## ASSIGNMENT
From the first line to the last, transcribe the data exactly.

## DATA FOR REVIEW
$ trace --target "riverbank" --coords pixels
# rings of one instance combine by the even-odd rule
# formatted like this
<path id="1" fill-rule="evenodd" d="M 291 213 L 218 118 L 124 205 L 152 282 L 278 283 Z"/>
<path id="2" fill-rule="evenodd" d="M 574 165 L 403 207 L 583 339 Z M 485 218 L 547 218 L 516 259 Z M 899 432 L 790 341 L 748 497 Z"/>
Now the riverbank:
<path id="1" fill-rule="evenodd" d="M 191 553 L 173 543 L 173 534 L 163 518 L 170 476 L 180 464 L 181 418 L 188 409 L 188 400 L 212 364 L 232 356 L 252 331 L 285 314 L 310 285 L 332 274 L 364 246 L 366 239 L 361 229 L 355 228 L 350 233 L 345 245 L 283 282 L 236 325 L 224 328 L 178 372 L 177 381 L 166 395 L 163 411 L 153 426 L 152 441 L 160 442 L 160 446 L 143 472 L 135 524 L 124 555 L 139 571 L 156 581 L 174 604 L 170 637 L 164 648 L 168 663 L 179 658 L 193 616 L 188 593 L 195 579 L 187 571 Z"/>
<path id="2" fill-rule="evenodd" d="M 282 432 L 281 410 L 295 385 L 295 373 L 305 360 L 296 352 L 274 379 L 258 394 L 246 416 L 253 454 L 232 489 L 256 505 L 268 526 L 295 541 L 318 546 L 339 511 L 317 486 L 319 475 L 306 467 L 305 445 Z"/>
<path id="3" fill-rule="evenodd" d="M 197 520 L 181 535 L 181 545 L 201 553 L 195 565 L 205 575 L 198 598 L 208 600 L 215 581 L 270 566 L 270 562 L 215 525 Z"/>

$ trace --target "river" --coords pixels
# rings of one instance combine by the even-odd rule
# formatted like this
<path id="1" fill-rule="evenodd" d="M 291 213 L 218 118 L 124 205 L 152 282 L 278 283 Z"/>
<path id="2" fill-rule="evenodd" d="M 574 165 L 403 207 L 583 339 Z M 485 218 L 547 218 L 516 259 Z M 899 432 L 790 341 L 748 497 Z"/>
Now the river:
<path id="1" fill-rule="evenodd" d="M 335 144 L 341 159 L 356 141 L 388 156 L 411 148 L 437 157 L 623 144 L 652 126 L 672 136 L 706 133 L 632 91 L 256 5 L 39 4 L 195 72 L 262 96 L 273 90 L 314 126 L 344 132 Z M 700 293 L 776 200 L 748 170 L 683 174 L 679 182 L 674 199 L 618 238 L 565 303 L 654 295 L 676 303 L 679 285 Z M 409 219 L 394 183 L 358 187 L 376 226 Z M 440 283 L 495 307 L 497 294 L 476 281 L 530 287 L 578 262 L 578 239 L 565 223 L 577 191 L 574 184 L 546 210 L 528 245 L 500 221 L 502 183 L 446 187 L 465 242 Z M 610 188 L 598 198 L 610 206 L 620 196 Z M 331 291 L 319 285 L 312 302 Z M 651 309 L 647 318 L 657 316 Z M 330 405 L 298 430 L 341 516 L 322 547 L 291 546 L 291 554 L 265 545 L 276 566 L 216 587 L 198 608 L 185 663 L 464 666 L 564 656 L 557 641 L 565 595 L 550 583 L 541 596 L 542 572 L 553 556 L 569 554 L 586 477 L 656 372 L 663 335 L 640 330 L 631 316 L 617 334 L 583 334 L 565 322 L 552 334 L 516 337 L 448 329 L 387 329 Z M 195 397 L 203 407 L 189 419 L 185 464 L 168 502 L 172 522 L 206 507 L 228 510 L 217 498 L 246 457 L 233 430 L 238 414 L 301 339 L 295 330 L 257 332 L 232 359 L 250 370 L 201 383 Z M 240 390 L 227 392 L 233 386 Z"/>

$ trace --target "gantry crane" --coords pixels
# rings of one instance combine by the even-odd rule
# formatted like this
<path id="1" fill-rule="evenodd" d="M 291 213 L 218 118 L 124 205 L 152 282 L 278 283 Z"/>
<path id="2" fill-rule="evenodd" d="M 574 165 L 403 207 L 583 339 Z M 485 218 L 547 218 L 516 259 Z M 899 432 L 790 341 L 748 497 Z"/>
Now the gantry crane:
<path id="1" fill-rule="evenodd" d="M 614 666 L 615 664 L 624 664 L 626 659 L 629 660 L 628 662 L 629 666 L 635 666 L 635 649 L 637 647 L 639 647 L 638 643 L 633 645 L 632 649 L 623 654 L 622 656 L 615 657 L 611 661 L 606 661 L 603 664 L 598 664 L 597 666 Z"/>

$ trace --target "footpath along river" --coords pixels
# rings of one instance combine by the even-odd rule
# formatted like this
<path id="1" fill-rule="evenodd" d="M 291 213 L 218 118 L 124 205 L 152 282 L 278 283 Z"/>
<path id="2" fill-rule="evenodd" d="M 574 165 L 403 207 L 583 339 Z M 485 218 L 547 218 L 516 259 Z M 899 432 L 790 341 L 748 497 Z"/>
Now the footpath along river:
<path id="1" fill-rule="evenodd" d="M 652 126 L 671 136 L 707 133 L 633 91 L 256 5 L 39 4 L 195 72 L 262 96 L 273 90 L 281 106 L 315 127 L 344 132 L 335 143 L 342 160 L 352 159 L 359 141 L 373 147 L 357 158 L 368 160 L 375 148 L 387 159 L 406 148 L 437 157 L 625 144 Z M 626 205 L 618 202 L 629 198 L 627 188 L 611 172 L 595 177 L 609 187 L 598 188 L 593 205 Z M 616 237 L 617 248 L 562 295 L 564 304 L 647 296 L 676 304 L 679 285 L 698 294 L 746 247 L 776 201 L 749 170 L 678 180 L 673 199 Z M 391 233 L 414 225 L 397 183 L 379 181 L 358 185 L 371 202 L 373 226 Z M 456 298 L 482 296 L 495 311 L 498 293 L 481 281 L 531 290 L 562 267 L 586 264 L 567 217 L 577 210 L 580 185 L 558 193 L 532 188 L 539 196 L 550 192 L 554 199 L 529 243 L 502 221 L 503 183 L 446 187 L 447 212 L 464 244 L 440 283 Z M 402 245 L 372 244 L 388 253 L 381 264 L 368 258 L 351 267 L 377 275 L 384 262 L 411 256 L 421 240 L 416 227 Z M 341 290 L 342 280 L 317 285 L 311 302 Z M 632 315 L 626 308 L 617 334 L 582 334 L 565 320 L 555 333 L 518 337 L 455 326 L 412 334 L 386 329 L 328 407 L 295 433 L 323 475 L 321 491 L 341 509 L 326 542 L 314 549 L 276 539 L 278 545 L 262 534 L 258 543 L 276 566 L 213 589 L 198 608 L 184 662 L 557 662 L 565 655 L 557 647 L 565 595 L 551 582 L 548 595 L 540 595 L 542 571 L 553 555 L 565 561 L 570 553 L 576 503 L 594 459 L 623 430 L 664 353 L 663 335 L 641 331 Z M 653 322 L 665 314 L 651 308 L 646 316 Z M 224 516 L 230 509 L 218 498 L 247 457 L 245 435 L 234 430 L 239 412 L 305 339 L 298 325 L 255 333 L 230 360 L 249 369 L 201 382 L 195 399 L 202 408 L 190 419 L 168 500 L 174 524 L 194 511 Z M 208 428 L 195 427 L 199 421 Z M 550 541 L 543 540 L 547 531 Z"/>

## SOLUTION TO THIS TASK
$ trace --target "riverbank" --coords pixels
# rings of one instance combine by the even-odd rule
# formatted like this
<path id="1" fill-rule="evenodd" d="M 291 213 L 218 118 L 124 205 L 152 282 L 278 283 Z"/>
<path id="2" fill-rule="evenodd" d="M 574 165 L 403 207 L 583 339 Z M 485 218 L 547 218 L 516 259 Z M 899 432 L 790 341 L 748 497 Z"/>
Now the riverbank:
<path id="1" fill-rule="evenodd" d="M 191 553 L 173 543 L 173 534 L 163 518 L 170 476 L 180 464 L 181 418 L 188 409 L 188 400 L 212 364 L 232 356 L 252 331 L 285 314 L 310 285 L 332 274 L 364 246 L 366 239 L 361 229 L 355 228 L 350 233 L 345 245 L 283 282 L 236 325 L 224 328 L 178 372 L 177 381 L 166 395 L 163 411 L 153 426 L 152 441 L 160 442 L 160 446 L 143 472 L 135 524 L 124 555 L 139 571 L 156 581 L 174 604 L 170 637 L 164 648 L 168 663 L 179 658 L 193 616 L 188 593 L 195 579 L 187 571 Z"/>
<path id="2" fill-rule="evenodd" d="M 282 432 L 281 410 L 295 385 L 295 373 L 305 360 L 296 352 L 274 379 L 258 394 L 246 416 L 253 454 L 232 489 L 256 505 L 268 526 L 295 541 L 318 546 L 339 511 L 317 486 L 319 475 L 306 467 L 305 445 Z"/>
<path id="3" fill-rule="evenodd" d="M 197 520 L 181 535 L 181 545 L 201 553 L 195 565 L 205 575 L 198 598 L 208 600 L 215 581 L 270 566 L 270 562 L 215 525 Z"/>

$ trace --target "river" --coords pixels
# rings of one instance combine by the even-odd rule
# formatted like this
<path id="1" fill-rule="evenodd" d="M 291 213 L 218 118 L 124 205 L 152 282 L 278 283 Z"/>
<path id="2" fill-rule="evenodd" d="M 574 165 L 403 207 L 583 339 Z M 485 218 L 547 218 L 516 259 Z M 899 432 L 790 341 L 748 497 Z"/>
Now the river:
<path id="1" fill-rule="evenodd" d="M 335 144 L 341 159 L 356 141 L 388 156 L 411 148 L 437 157 L 623 144 L 652 126 L 672 136 L 706 133 L 632 91 L 256 5 L 39 4 L 195 72 L 262 96 L 273 90 L 314 126 L 344 132 Z M 700 293 L 776 200 L 748 170 L 683 174 L 679 182 L 674 199 L 618 238 L 565 303 L 654 295 L 676 303 L 679 285 Z M 409 219 L 394 183 L 358 187 L 376 226 Z M 440 283 L 495 307 L 497 294 L 476 281 L 530 287 L 578 262 L 578 239 L 565 223 L 577 191 L 574 184 L 546 210 L 528 245 L 500 221 L 502 183 L 446 187 L 465 242 Z M 610 188 L 598 198 L 610 206 L 620 196 Z M 331 291 L 319 285 L 312 302 Z M 651 309 L 647 318 L 657 316 Z M 330 405 L 298 430 L 341 516 L 322 547 L 291 546 L 291 554 L 265 545 L 276 566 L 216 587 L 198 608 L 185 663 L 464 666 L 564 656 L 557 641 L 565 595 L 550 583 L 541 596 L 542 572 L 553 556 L 569 554 L 586 477 L 656 372 L 663 335 L 640 330 L 631 316 L 617 334 L 583 334 L 565 322 L 552 334 L 516 337 L 448 329 L 387 329 Z M 195 397 L 203 407 L 189 419 L 185 464 L 168 502 L 172 522 L 206 507 L 228 510 L 217 498 L 246 457 L 233 430 L 238 414 L 301 339 L 295 330 L 257 332 L 232 359 L 250 370 L 201 383 Z M 240 390 L 227 392 L 233 386 Z"/>

$ trace --target "gantry crane" --coords pixels
# rings of one instance combine by the even-odd rule
# formatted like this
<path id="1" fill-rule="evenodd" d="M 291 213 L 218 118 L 124 205 L 152 282 L 278 283 Z"/>
<path id="2" fill-rule="evenodd" d="M 574 165 L 403 207 L 583 339 Z M 485 218 L 547 218 L 516 259 Z M 899 432 L 790 341 L 748 497 Z"/>
Now the gantry crane:
<path id="1" fill-rule="evenodd" d="M 614 666 L 615 664 L 624 664 L 626 659 L 629 660 L 628 662 L 629 666 L 635 666 L 635 649 L 637 647 L 639 647 L 638 643 L 633 645 L 632 649 L 623 654 L 622 656 L 615 657 L 611 661 L 606 661 L 603 664 L 598 664 L 597 666 Z"/>

$ trace --target "footpath along river" --coords pixels
# rings of one instance combine by the even-odd rule
# formatted like this
<path id="1" fill-rule="evenodd" d="M 291 213 L 218 118 L 124 205 L 152 282 L 278 283 Z"/>
<path id="2" fill-rule="evenodd" d="M 574 165 L 403 207 L 583 339 Z M 485 218 L 547 218 L 516 259 Z M 899 432 L 790 341 L 748 497 Z"/>
Now the footpath along river:
<path id="1" fill-rule="evenodd" d="M 652 126 L 671 136 L 707 133 L 633 91 L 256 5 L 39 4 L 195 72 L 262 96 L 273 90 L 281 106 L 315 127 L 344 132 L 335 143 L 342 160 L 352 159 L 359 141 L 373 147 L 357 158 L 368 160 L 375 148 L 387 159 L 406 148 L 437 157 L 625 144 Z M 626 205 L 618 202 L 629 198 L 627 188 L 611 172 L 595 177 L 609 187 L 598 188 L 593 205 Z M 616 237 L 617 248 L 562 295 L 564 304 L 647 296 L 676 304 L 679 285 L 698 294 L 746 247 L 776 201 L 749 170 L 678 180 L 673 199 Z M 391 233 L 414 225 L 397 183 L 379 181 L 358 185 L 371 202 L 373 226 Z M 456 298 L 482 296 L 495 311 L 498 293 L 481 281 L 531 290 L 562 267 L 586 264 L 567 217 L 577 210 L 580 185 L 558 193 L 532 188 L 539 196 L 550 192 L 554 199 L 529 243 L 502 221 L 503 183 L 446 187 L 447 212 L 464 244 L 440 283 Z M 402 245 L 372 244 L 388 253 L 381 264 L 368 258 L 351 267 L 377 275 L 384 262 L 411 256 L 421 240 L 416 227 Z M 341 290 L 342 280 L 317 285 L 311 302 Z M 632 315 L 626 308 L 617 334 L 582 334 L 565 320 L 555 333 L 518 337 L 455 326 L 412 334 L 386 329 L 328 407 L 295 433 L 323 475 L 321 491 L 341 509 L 326 542 L 314 549 L 276 539 L 278 545 L 262 534 L 258 543 L 276 566 L 213 589 L 198 608 L 184 662 L 557 662 L 565 655 L 557 647 L 565 595 L 551 582 L 548 595 L 540 595 L 542 571 L 553 555 L 565 561 L 570 553 L 576 503 L 594 459 L 623 430 L 664 353 L 663 335 L 641 331 Z M 653 322 L 665 314 L 651 308 L 646 316 Z M 224 516 L 230 509 L 218 498 L 247 457 L 245 435 L 234 430 L 239 412 L 305 339 L 298 325 L 255 333 L 230 360 L 249 369 L 201 382 L 195 399 L 202 408 L 190 419 L 168 500 L 174 524 L 194 511 Z M 208 428 L 195 427 L 199 421 Z M 550 541 L 543 540 L 547 531 Z"/>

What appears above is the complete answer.